## Text under study
⁂
Despite the hypermasculine imagery and rhetoric associated with fascist politics, this appeal could also extend to women. Whether looking at Mussolini in Italy, or Dollfuss and Schuschnigg in Austria, the KFO championed these dictators as defenders of traditional order and the family.
For example, one article from July 1933 presented Russia as an atheistic, ‘post-family’ dystopia. The author warned the ‘family-destroying elements’ (familienzerstörende Elemente) unleashed by the Russian Revolution of 1917 were threatening to erode the basis of Christian society in Austria.
As in much conservative writing from this period, there is a strong tendency to tar all those on the left with the same brush. Viennese mothers attending demonstrations with small children in tow, for example, were scarcely better in the author’s eyes than the ‘brutalised’ (vertiert) women of the Soviet Union.
⁂
## Instructions for the task
Pick up the passage on the KFO's support for fascist dictators after its last sentence and continue it.

## Input data
⁂
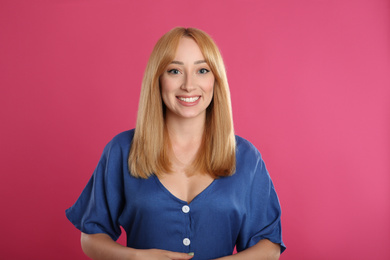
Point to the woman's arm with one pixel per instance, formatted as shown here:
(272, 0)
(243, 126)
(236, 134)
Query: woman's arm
(263, 250)
(102, 247)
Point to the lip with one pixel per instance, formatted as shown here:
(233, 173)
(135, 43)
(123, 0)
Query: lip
(189, 104)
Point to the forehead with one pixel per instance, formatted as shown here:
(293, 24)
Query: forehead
(188, 49)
⁂
## Response below
In fact, for the columnists of the KFO, there seemed to be enemies advancing from all directions. The front page of the Österreichische Frauenzeitung from September 1936 issued a dire warning that the ‘Antichrist’ was on the march beneath the ‘red flag’ of Moscow. The Spanish Civil War (1936–39), which had broken out a few months prior, was seen by many European Catholics to pit Francisco Franco’s ‘righteous’ Nationalists against the murderously ‘anticlerical’ forces of the legitimate Republican government.
The author paints a disturbingly vivid picture of the chaos: flames blazed, rivers of blood flowed, and devout Spaniards were butchered by the ‘agents’ (Sendlingen) of the Bolsheviks. In the face of this hostile encirclement, the only option for Austria was to unite with Italy and Germany in forming a ‘‘bulwark of Western Christendom.’’
Women at arms?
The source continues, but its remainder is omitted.